SUPPLIED PASSAGE start

We have to upload our image to Dockerhub. This we can access it from anywhere. For this you need to create an account on https://hub.docker.com/
First we have to change the name of our docker image to “username/image-name”
docker tag mic-practice norsu9011/mic-practice
Then we login using docker credentials.
docker login
And finally push the image to Dockerhub using.
docker push norsu9011/mic-practice
Now we are finally ready to jump into the cloud.
The Cloud
For this step we could have used any of the the big three AWS/Azure/GCP. On top of that there are several ways of running a container on the cloud. We’ll stick with Azure. Mainly because Azure gives 100$ in free credits to students.
As for the service we’ll use the easiest method WebApp for Containers.
Let’s Begin.
First Login to the Azure Portal.
After logging in click on Create a resource.
Search for Web App for Containers.
Click on Create.
Select a resource group and a name.
Change the Pricing plan to F1 for testing purposes. Later you can use dedicated plans.
Now go to Dockerhub and repository with your image. Copy the tag of the image.
Go to the Docker section and Choose image source as Dockerhub and paste the image tag. After that click on review and create and create your webapp instance.

SUPPLIED PASSAGE end

◆ WHAT TO DO
Copy out the entire Docker Hub and Azure deployment guide above, word for word.

STORED ROWS start

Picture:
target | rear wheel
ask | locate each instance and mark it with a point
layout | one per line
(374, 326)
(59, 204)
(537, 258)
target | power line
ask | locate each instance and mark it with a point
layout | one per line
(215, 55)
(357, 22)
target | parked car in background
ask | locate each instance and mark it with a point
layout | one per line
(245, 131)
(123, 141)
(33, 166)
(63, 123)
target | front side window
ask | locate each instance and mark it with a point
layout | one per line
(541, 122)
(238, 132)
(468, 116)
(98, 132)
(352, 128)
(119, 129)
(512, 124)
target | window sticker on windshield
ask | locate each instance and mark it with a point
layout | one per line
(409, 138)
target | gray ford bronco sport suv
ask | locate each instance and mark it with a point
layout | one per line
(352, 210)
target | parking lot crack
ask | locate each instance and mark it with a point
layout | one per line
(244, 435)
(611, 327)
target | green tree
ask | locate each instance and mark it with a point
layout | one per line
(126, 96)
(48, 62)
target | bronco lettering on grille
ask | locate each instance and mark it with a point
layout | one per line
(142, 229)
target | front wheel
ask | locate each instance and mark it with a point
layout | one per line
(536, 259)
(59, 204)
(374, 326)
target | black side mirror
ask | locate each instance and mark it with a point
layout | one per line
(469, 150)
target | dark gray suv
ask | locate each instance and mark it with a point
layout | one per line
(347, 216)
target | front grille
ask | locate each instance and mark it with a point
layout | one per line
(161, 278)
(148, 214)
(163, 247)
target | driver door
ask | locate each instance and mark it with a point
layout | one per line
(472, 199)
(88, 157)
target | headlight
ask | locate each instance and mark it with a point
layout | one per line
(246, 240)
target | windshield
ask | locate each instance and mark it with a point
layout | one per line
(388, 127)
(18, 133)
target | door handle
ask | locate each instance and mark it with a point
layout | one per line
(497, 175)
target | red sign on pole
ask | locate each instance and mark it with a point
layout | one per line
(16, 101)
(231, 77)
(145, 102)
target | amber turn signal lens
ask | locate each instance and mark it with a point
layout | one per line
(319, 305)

STORED ROWS end

◆ EXERCISE RESULT
We have to upload our image to Dockerhub. This we can access it from anywhere. For this you need to create an account on https://hub.docker.com/
First we have to change the name of our docker image to “username/image-name”
docker tag mic-practice norsu9011/mic-practice
Then we login using docker credentials.
docker login
And finally push the image to Dockerhub using.
docker push norsu9011/mic-practice
Now we are finally ready to jump into the cloud.
The Cloud
For this step we could have used any of the the big three AWS/Azure/GCP. On top of that there are several ways of running a container on the cloud. We’ll stick with Azure. Mainly because Azure gives 100$ in free credits to students.
As for the service we’ll use the easiest method WebApp for Containers.
Let’s Begin.
First Login to the Azure Portal.
After logging in click on Create a resource.
Search for Web App for Containers.
Click on Create.
Select a resource group and a name.
Change the Pricing plan to F1 for testing purposes. Later you can use dedicated plans.
Now go to Dockerhub and repository with your image. Copy the tag of the image.
Go to the Docker section and Choose image source as Dockerhub and paste the image tag. After that click on review and create and create your webapp instance.